*ABOUT THIS TASK*: Repeat every entry exactly. Leave nothing out.

*DATASET EXTRACT*:
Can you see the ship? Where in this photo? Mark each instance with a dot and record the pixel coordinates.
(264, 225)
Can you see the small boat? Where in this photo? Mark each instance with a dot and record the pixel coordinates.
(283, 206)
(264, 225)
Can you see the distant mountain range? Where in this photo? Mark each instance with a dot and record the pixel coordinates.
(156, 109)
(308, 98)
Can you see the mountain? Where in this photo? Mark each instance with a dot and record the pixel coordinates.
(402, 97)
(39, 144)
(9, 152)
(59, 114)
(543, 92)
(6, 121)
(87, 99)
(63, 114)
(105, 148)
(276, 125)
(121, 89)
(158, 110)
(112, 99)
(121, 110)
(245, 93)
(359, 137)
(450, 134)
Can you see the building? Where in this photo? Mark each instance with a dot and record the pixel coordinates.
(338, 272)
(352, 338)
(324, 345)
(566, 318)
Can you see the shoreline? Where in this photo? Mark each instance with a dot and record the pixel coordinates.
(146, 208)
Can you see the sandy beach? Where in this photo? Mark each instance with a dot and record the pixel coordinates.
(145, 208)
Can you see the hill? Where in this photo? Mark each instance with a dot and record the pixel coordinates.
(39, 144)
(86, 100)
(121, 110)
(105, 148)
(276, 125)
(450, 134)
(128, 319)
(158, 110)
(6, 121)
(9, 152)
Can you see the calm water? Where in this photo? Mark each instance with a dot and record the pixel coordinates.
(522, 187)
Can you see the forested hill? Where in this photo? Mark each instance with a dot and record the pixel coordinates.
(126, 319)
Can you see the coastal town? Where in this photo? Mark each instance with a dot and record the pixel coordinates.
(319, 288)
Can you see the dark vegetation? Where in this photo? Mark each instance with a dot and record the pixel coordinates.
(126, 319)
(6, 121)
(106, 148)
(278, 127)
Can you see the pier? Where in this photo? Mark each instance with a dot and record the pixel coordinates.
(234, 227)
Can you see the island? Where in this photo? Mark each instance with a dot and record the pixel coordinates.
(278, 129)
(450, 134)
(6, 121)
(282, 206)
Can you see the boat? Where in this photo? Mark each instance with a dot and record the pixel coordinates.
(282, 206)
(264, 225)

*SOLUTION*:
Can you see the ship? Where in this photo? Mark each instance with a dot and record the pixel coordinates.
(264, 225)
Can you see the small boat? Where in this photo? Mark each instance with a dot and record the pixel coordinates.
(283, 206)
(264, 225)
Can you see the distant mountain range? Where in this photo? Mark each instance with a dot and record the pixel coordinates.
(156, 109)
(308, 98)
Can you see the mountain? Where in this photo? Mark each instance with a dot and record the pixel coordinates.
(402, 97)
(39, 144)
(9, 152)
(59, 114)
(543, 92)
(6, 121)
(87, 99)
(63, 114)
(105, 148)
(276, 125)
(121, 89)
(158, 110)
(112, 99)
(121, 110)
(245, 93)
(359, 137)
(450, 134)
Can you see the building? Where in this photo? Mark each instance with a dot and record the pixel coordinates.
(338, 272)
(352, 338)
(324, 345)
(566, 318)
Can you see the shoreline? Where in this photo? Mark each instance with a dot and record the pixel coordinates.
(146, 208)
Can you see the sandy beach? Where in this photo? Mark each instance with a dot and record the pixel coordinates.
(145, 208)
Can you see the hill? Where in this photo? Mark each instance with a dot and record the pixel coordinates.
(39, 144)
(86, 100)
(121, 110)
(105, 148)
(276, 125)
(450, 134)
(128, 319)
(158, 110)
(6, 121)
(9, 152)
Can you see the calm water? Where in this photo? Mark each instance with a dot and record the pixel coordinates.
(522, 187)
Can you see the forested hill? Where in this photo? Mark each instance with a dot and record the pixel coordinates.
(126, 319)
Can you see the coastal town? Where in this photo? Mark each instance with a dot and record the pixel coordinates.
(319, 288)
Can you see the dark vegetation? Where in this photo? Mark each instance with a dot and record the pixel coordinates.
(126, 319)
(6, 121)
(106, 148)
(278, 127)
Can you see the pier? Where in this photo? Mark each instance with a dot and record the pixel coordinates.
(234, 227)
Can you see the island? Where in this photo? Mark each instance with a dot and record the pixel coordinates.
(278, 129)
(450, 134)
(6, 121)
(282, 206)
Can you see the boat? Where in this photo? Mark each instance with a dot and record the pixel coordinates.
(282, 206)
(264, 225)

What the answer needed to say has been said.